Source records:
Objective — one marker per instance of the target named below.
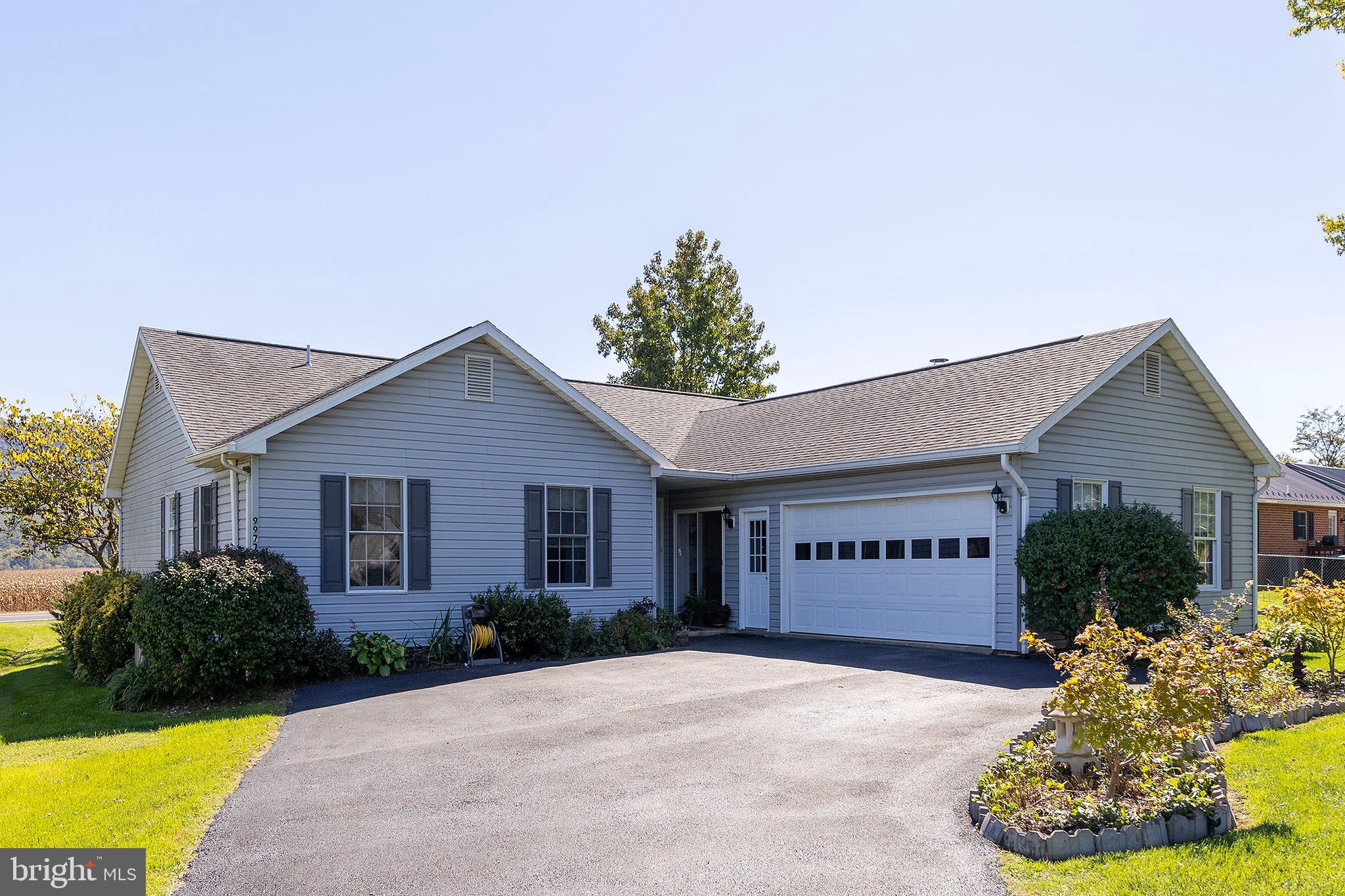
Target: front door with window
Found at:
(755, 606)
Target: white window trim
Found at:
(546, 539)
(1218, 551)
(1103, 488)
(170, 534)
(376, 589)
(467, 364)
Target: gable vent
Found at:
(1153, 373)
(481, 378)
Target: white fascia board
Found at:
(255, 442)
(845, 467)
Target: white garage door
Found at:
(908, 568)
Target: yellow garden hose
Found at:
(481, 637)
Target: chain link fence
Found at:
(1277, 570)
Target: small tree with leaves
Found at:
(685, 327)
(1321, 435)
(1319, 608)
(51, 473)
(1323, 15)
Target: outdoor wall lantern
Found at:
(997, 495)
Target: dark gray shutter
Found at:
(535, 538)
(332, 521)
(417, 532)
(1225, 536)
(602, 538)
(210, 538)
(1188, 513)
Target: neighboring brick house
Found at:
(1300, 513)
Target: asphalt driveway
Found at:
(735, 766)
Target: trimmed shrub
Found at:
(95, 626)
(1147, 561)
(638, 629)
(531, 625)
(214, 624)
(326, 657)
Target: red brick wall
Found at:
(1275, 527)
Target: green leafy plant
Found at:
(1147, 559)
(377, 653)
(531, 625)
(324, 657)
(698, 609)
(132, 688)
(1320, 609)
(95, 626)
(1133, 727)
(219, 622)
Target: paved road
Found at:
(26, 617)
(735, 766)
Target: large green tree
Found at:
(51, 473)
(1323, 15)
(688, 328)
(1321, 435)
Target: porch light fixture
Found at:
(997, 495)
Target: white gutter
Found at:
(234, 472)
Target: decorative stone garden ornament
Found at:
(1071, 748)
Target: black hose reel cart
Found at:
(479, 636)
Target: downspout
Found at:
(1024, 511)
(234, 472)
(1265, 484)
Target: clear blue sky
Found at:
(893, 182)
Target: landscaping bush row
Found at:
(1143, 752)
(208, 625)
(539, 625)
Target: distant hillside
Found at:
(11, 557)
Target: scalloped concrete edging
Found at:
(1160, 832)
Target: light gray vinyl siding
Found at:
(1156, 446)
(155, 468)
(971, 477)
(478, 456)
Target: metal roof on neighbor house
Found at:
(1306, 482)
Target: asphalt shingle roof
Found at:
(227, 387)
(223, 387)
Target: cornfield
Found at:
(33, 590)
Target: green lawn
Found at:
(1290, 837)
(74, 774)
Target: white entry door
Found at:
(755, 605)
(915, 568)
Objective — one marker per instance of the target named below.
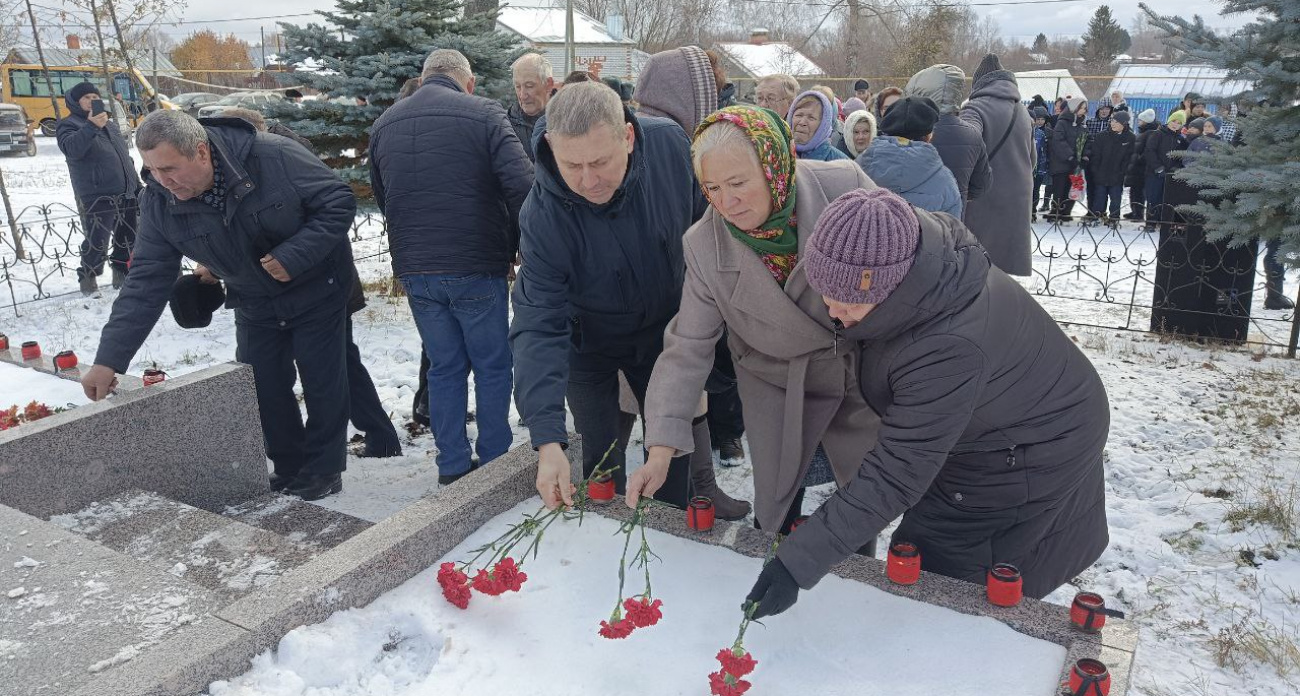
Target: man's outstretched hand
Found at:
(99, 381)
(775, 589)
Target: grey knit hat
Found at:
(862, 247)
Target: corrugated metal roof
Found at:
(1051, 85)
(142, 59)
(1160, 81)
(770, 57)
(546, 25)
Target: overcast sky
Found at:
(1017, 22)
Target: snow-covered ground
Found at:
(21, 385)
(1203, 481)
(544, 640)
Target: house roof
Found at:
(770, 57)
(546, 25)
(1048, 83)
(1164, 81)
(142, 59)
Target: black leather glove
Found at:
(775, 589)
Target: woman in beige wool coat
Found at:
(797, 375)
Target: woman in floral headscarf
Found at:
(797, 376)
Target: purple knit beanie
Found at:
(862, 247)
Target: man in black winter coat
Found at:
(450, 176)
(1136, 178)
(1109, 155)
(271, 220)
(1158, 164)
(601, 276)
(104, 181)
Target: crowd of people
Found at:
(830, 277)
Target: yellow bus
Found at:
(25, 85)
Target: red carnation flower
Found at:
(508, 574)
(35, 411)
(724, 684)
(455, 584)
(616, 630)
(736, 661)
(642, 612)
(488, 583)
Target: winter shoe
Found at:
(731, 453)
(703, 484)
(313, 488)
(280, 483)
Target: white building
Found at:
(596, 47)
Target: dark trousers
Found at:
(1155, 197)
(313, 348)
(1104, 194)
(367, 411)
(109, 227)
(1138, 200)
(593, 398)
(1061, 203)
(463, 321)
(726, 415)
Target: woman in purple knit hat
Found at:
(992, 420)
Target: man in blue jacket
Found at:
(450, 176)
(601, 276)
(271, 220)
(105, 184)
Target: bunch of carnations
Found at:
(501, 573)
(736, 661)
(641, 610)
(12, 416)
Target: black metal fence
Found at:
(1112, 276)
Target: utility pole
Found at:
(44, 68)
(853, 44)
(103, 55)
(568, 38)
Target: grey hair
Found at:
(174, 128)
(792, 86)
(447, 61)
(722, 135)
(579, 108)
(536, 63)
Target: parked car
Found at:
(17, 132)
(193, 102)
(247, 100)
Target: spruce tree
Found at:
(368, 48)
(1251, 190)
(1040, 44)
(1103, 42)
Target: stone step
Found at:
(226, 556)
(303, 523)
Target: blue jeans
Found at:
(1104, 194)
(463, 323)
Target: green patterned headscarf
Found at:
(776, 241)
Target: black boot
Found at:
(280, 483)
(313, 488)
(731, 453)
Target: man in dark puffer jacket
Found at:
(105, 184)
(450, 176)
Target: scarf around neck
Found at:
(775, 241)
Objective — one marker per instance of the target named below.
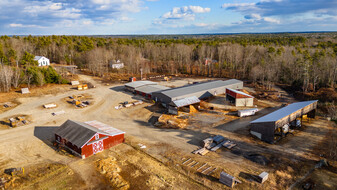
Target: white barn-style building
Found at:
(43, 61)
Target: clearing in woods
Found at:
(159, 165)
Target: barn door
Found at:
(97, 146)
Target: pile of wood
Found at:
(78, 102)
(8, 104)
(213, 144)
(128, 104)
(172, 121)
(202, 168)
(49, 106)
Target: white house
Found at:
(116, 64)
(43, 61)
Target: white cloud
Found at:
(186, 12)
(55, 6)
(198, 9)
(272, 20)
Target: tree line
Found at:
(306, 61)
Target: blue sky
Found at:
(99, 17)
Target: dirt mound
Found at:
(111, 170)
(257, 158)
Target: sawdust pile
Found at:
(111, 170)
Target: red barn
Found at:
(88, 138)
(239, 98)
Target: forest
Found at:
(307, 61)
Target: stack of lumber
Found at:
(213, 144)
(228, 180)
(228, 144)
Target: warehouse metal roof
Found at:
(148, 89)
(283, 112)
(186, 101)
(239, 92)
(194, 88)
(140, 83)
(79, 133)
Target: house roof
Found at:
(148, 89)
(239, 92)
(36, 58)
(186, 101)
(79, 133)
(283, 112)
(140, 83)
(199, 87)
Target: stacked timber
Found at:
(228, 144)
(228, 180)
(263, 177)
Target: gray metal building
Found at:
(264, 128)
(200, 90)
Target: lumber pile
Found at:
(213, 144)
(229, 144)
(128, 104)
(228, 180)
(49, 106)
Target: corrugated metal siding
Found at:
(286, 112)
(267, 130)
(76, 132)
(137, 84)
(149, 89)
(201, 90)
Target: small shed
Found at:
(75, 82)
(116, 64)
(239, 98)
(247, 112)
(266, 127)
(88, 138)
(25, 91)
(228, 180)
(131, 86)
(43, 61)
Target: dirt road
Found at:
(31, 144)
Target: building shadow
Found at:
(46, 134)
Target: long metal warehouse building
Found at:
(147, 90)
(200, 90)
(264, 128)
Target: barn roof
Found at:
(283, 112)
(79, 133)
(36, 58)
(148, 89)
(186, 101)
(137, 84)
(200, 87)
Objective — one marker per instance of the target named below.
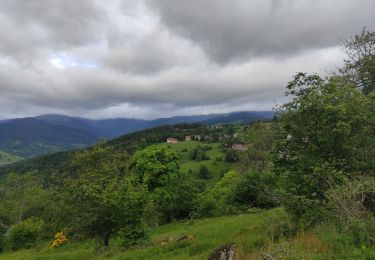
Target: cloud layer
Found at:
(157, 58)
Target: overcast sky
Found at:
(158, 58)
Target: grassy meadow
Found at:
(216, 162)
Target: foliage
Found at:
(359, 66)
(324, 133)
(21, 197)
(154, 166)
(103, 203)
(204, 172)
(259, 138)
(220, 200)
(25, 234)
(59, 240)
(256, 190)
(172, 192)
(347, 201)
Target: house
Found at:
(172, 140)
(240, 147)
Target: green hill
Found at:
(215, 163)
(7, 158)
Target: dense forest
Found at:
(312, 166)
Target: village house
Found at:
(172, 141)
(240, 147)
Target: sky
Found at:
(161, 58)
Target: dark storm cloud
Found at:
(157, 58)
(30, 26)
(236, 30)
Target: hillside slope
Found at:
(28, 137)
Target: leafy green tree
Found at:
(326, 132)
(204, 172)
(172, 192)
(220, 200)
(259, 138)
(359, 66)
(21, 197)
(155, 166)
(103, 203)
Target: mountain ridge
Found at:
(43, 134)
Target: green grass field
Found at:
(6, 158)
(216, 164)
(255, 235)
(250, 232)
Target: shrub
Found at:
(132, 235)
(204, 173)
(59, 240)
(25, 234)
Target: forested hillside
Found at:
(300, 186)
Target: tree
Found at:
(172, 192)
(325, 132)
(359, 66)
(155, 166)
(259, 138)
(204, 172)
(103, 203)
(21, 197)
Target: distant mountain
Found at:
(239, 117)
(26, 137)
(111, 128)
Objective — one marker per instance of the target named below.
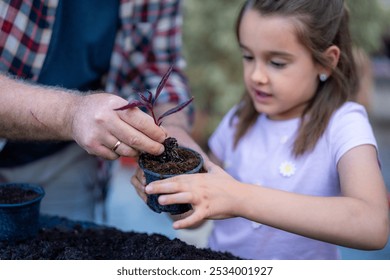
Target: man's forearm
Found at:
(33, 112)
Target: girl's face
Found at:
(279, 72)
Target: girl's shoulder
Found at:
(348, 115)
(351, 107)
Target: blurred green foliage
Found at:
(214, 60)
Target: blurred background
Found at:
(214, 60)
(215, 77)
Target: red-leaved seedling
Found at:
(148, 101)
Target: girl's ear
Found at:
(332, 54)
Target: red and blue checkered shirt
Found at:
(147, 42)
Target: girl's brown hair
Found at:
(320, 24)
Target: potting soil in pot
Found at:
(78, 241)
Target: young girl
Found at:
(301, 172)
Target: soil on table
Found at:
(13, 195)
(80, 243)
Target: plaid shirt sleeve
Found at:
(147, 44)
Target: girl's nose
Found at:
(259, 74)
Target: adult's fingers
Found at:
(139, 131)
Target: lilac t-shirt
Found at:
(263, 157)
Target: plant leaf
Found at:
(162, 83)
(174, 110)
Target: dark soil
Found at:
(81, 243)
(13, 195)
(174, 160)
(188, 162)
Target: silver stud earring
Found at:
(323, 77)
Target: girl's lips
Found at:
(261, 95)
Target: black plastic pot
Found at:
(19, 221)
(152, 200)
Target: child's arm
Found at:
(358, 218)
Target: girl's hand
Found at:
(139, 182)
(211, 194)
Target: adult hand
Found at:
(107, 133)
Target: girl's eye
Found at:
(247, 57)
(277, 64)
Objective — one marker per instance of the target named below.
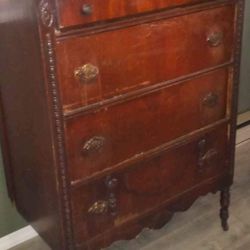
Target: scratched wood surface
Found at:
(203, 231)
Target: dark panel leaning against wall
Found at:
(244, 96)
(10, 220)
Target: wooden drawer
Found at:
(96, 67)
(78, 12)
(106, 137)
(123, 197)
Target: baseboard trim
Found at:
(17, 237)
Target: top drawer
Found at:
(78, 12)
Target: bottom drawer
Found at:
(122, 197)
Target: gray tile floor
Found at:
(199, 227)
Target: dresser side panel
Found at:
(28, 139)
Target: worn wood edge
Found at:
(8, 170)
(127, 21)
(18, 237)
(164, 212)
(46, 25)
(129, 163)
(68, 114)
(239, 11)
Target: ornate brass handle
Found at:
(215, 38)
(99, 207)
(205, 157)
(87, 9)
(86, 73)
(210, 100)
(94, 144)
(109, 205)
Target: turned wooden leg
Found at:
(225, 202)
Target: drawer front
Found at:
(96, 67)
(120, 198)
(78, 12)
(106, 137)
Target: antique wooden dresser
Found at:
(117, 113)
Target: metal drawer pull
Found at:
(86, 73)
(211, 100)
(87, 9)
(94, 144)
(99, 207)
(215, 38)
(109, 205)
(205, 157)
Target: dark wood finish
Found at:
(28, 139)
(88, 11)
(148, 184)
(225, 202)
(143, 55)
(114, 119)
(126, 133)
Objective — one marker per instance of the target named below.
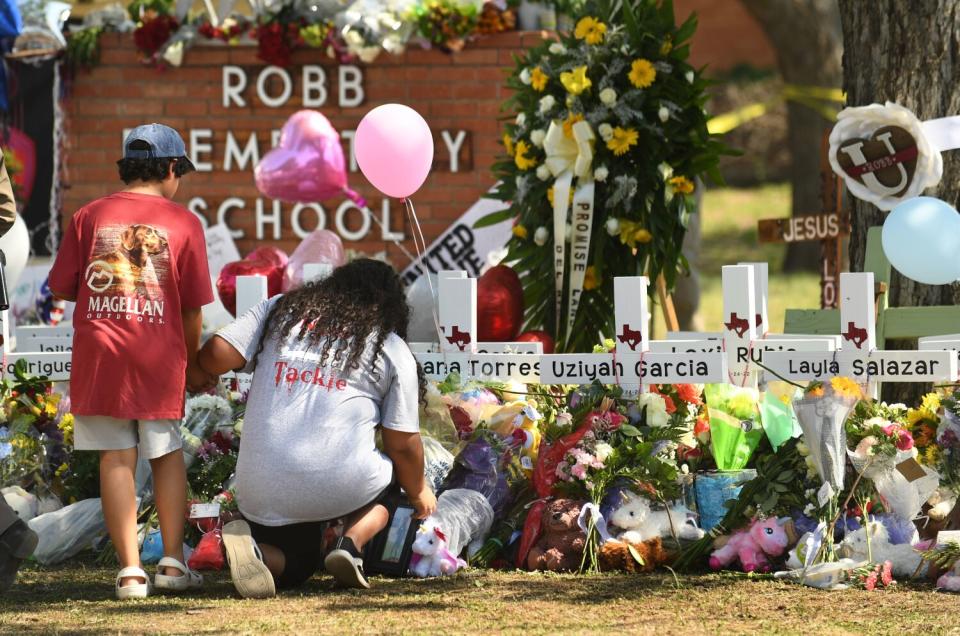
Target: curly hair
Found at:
(358, 301)
(149, 169)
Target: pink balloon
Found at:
(308, 164)
(394, 149)
(320, 246)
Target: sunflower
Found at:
(681, 185)
(576, 81)
(520, 156)
(538, 79)
(642, 74)
(845, 387)
(590, 29)
(931, 402)
(623, 139)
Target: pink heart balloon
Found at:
(308, 165)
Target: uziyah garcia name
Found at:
(313, 377)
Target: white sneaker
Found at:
(251, 577)
(137, 590)
(188, 580)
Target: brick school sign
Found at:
(229, 107)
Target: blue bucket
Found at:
(716, 487)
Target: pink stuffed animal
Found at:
(752, 546)
(431, 557)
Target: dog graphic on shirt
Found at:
(129, 260)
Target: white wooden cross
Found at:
(745, 338)
(858, 357)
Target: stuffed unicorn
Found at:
(752, 545)
(431, 556)
(640, 523)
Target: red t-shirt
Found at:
(133, 262)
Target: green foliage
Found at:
(637, 192)
(83, 48)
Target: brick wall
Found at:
(453, 92)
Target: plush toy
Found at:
(904, 557)
(752, 546)
(561, 544)
(526, 430)
(25, 504)
(431, 557)
(640, 523)
(950, 580)
(622, 556)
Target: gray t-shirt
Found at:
(308, 446)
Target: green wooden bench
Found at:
(893, 323)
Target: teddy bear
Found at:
(561, 545)
(640, 523)
(622, 556)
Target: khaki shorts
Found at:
(155, 438)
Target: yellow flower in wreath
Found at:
(590, 279)
(622, 140)
(845, 387)
(568, 123)
(550, 195)
(508, 144)
(681, 185)
(642, 74)
(538, 79)
(520, 156)
(576, 81)
(632, 233)
(590, 29)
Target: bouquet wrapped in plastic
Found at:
(735, 428)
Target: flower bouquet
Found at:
(822, 413)
(610, 118)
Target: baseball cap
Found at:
(163, 141)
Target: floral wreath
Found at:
(611, 117)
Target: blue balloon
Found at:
(921, 238)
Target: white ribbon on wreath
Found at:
(569, 157)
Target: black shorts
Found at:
(302, 544)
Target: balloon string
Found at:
(421, 247)
(376, 220)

YOUR OBJECTIVE » The line containing "Target: neighboring brick house" marks where the copy ends; print every line before it from the start of the records, and that line too, but no pictures.

RESULT BELOW »
Objective — one marker per instance of the target named below.
Target: front door with window
Found at:
(755, 606)
Target: white window trim
Found at:
(546, 539)
(1218, 551)
(1103, 488)
(170, 534)
(376, 589)
(467, 364)
Target: gable vent
Found at:
(1153, 373)
(481, 378)
Target: white fascia board
Found at:
(255, 442)
(845, 467)
Target: white garage door
Found at:
(908, 568)
Target: yellow garden hose
Found at:
(481, 637)
Target: chain link fence
Found at:
(1277, 570)
Target: small tree with leaves
Found at:
(685, 327)
(1321, 435)
(1319, 608)
(51, 473)
(1323, 15)
Target: outdoor wall lantern
Found at:
(997, 495)
Target: dark gray shutter
Found at:
(535, 538)
(332, 521)
(417, 532)
(1225, 536)
(602, 538)
(210, 538)
(1188, 513)
Target: neighboring brick house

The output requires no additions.